● **EXERCISE PROMPT**: Repeat the following data line for line, with no changes.

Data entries
──────────

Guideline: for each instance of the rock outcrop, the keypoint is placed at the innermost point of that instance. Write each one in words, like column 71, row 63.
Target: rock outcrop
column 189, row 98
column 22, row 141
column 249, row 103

──────────

● **OUTPUT FOR THIS TASK**:
Guideline: for each instance of the rock outcrop, the keypoint is placed at the innermost point of that instance. Write each one in words, like column 71, row 63.
Target: rock outcrop
column 189, row 98
column 22, row 141
column 249, row 103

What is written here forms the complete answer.